:: 文書 ::
· · · · ·

そこで、市町村は一般廃棄物処理事業、容器包装リサイクル法への対応の費用の信頼性・透明性の確保のために、市町村ごとに現状の仕組み、直営や委託の作業や内容、コストの状況を包み隠さず明らかにすることが必要です。国は標準的な分析手法を確立し、市町村が一般廃棄物のコスト分析と効率化をすすめることは必須です。市町村におけるコスト分析には住民の代表を加えた検討機関を設置し、検討状況のすべてを公開することが必要です。

9.店頭回収へのインセンティブの付与(P25 上から10行目)

店頭回収へのインセンティブの付与は、事業者によるリサイクルの促進のために有効であり、賛成します。

小売事業者は自らの環境問題への対応として、店頭での容器包装の回収と資源化に、独自の再資源化ルートの開発を行い、費用負担をして取組んでいます。しかし、自らの再商品化義務量を超えて集めた場合には、超えた分については何のインセンティブもありません。また自主回収をして再商品化義務量を控除する場合には、容器包装リサイクル協会への再商品化委託契約は係数の高い「自主算定方式」になり、高い委託料を支払っています。

実際に容器包装の資源化に努力している小売事業者が、今後も店頭回収を積極的に取組むには、再商品化義務量を超えて店頭回収をした量については、全量を控除対象にするなど、インセンティブを寄与すべきです。

10.プラスチックの再商品化手法の多様化(P26 適切な再商品化手法の考え方)

· · · · ·

:: リスト ::
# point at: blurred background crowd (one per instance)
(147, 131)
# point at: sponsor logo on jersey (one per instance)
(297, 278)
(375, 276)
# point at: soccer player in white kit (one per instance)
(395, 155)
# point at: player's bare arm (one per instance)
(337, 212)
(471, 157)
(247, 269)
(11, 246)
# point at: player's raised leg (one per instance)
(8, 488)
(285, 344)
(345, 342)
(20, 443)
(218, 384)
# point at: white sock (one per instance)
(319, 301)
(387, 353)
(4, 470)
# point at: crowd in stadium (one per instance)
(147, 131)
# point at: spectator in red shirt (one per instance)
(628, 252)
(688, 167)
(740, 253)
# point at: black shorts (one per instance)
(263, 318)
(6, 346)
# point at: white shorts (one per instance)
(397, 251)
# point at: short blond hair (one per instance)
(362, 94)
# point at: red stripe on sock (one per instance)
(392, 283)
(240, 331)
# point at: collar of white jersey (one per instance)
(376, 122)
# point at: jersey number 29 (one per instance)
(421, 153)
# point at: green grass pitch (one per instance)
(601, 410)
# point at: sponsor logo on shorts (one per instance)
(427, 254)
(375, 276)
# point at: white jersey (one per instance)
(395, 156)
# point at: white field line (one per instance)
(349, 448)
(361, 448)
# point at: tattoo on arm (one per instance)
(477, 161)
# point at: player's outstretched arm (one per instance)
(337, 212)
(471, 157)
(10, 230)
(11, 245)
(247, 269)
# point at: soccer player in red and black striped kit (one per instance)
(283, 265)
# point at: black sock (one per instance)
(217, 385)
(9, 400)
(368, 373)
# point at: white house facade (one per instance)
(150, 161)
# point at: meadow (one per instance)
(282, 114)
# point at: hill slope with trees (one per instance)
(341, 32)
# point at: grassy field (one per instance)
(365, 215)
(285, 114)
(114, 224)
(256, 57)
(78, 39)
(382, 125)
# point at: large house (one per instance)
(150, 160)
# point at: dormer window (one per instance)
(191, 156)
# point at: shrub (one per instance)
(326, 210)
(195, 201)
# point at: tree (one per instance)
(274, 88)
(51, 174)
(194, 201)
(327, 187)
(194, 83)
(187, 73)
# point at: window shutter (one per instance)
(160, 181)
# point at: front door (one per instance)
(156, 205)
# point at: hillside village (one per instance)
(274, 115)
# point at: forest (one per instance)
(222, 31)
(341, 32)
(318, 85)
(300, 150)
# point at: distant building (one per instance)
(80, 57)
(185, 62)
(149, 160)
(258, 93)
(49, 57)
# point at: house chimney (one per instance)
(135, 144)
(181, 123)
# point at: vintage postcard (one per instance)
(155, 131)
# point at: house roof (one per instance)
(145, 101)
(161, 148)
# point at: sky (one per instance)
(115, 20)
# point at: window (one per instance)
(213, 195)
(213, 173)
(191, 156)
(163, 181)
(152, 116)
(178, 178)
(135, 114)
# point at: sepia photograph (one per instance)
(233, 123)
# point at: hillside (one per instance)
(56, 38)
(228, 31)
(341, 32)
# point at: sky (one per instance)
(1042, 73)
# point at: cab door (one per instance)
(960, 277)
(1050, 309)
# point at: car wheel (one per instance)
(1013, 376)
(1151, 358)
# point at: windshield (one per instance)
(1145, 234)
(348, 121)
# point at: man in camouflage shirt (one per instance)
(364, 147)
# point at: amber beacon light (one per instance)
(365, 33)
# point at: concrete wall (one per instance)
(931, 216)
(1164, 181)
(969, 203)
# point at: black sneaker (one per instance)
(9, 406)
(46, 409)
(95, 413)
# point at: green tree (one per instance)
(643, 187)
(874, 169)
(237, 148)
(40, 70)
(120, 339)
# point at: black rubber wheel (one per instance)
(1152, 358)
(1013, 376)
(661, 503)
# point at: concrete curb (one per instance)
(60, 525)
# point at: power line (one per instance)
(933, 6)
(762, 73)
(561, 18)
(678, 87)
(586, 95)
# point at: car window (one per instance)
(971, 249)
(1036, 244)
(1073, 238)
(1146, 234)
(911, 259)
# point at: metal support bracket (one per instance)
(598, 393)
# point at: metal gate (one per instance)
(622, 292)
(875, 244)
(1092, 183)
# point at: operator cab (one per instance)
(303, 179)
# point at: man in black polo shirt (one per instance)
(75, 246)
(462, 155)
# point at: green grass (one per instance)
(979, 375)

· · · · ·

:: 次の課題 ::
1. 文書について、次の問いに答えよ。
(a) 市町村がコスト分析のために設置すべき検討機関には、誰を加えるとしているか。
(b) 自主回収をして再商品化義務量を控除する場合、容器包装リサイクル協会への再商品化委託契約はどの方式になるとしているか。
(c) 再商品化義務量を超えて店頭回収をした量について、どう扱うべきだとしているか。
2. リストのうち「# point at: sepia」を含む行から始まり、リストの末尾で終わる範囲を、2列のCSVにまとめよ。列名は「指示」と「回答」とし、指示1つにつき1行とする。指示文と回答はそれぞれ引用符で囲んだ1つのフィールドに収め、改行は空白に置き換えること。
文書とリストは別々の出典から取ったものだ。

:: 課題別の解答 ::
1.
(a) 住民の代表。
(b) 係数の高い「自主算定方式」。
(c) 全量を控除対象にするなどして、インセンティブを寄与すべきだとしている。

2.
指示,回答
"# point at: sepia photograph (one per instance)","(233, 123)"
"# point at: hillside (one per instance)","(56, 38) (228, 31) (341, 32)"
"# point at: sky (one per instance)","(1042, 73)"
"# point at: cab door (one per instance)","(960, 277) (1050, 309)"
"# point at: car wheel (one per instance)","(1013, 376) (1151, 358)"
"# point at: windshield (one per instance)","(1145, 234) (348, 121)"
"# point at: man in camouflage shirt (one per instance)","(364, 147)"
"# point at: amber beacon light (one per instance)","(365, 33)"
"# point at: concrete wall (one per instance)","(931, 216) (1164, 181) (969, 203)"
"# point at: black sneaker (one per instance)","(9, 406) (46, 409) (95, 413)"
"# point at: green tree (one per instance)","(643, 187) (874, 169) (237, 148) (40, 70) (120, 339)"
"# point at: black rubber wheel (one per instance)","(1152, 358) (1013, 376) (661, 503)"
"# point at: concrete curb (one per instance)","(60, 525)"
"# point at: power line (one per instance)","(933, 6) (762, 73) (561, 18) (678, 87) (586, 95)"
"# point at: car window (one per instance)","(971, 249) (1036, 244) (1073, 238) (1146, 234) (911, 259)"
"# point at: metal support bracket (one per instance)","(598, 393)"
"# point at: metal gate (one per instance)","(622, 292) (875, 244) (1092, 183)"
"# point at: operator cab (one per instance)","(303, 179)"
"# point at: man in black polo shirt (one per instance)","(75, 246) (462, 155)"
"# point at: green grass (one per instance)","(979, 375)"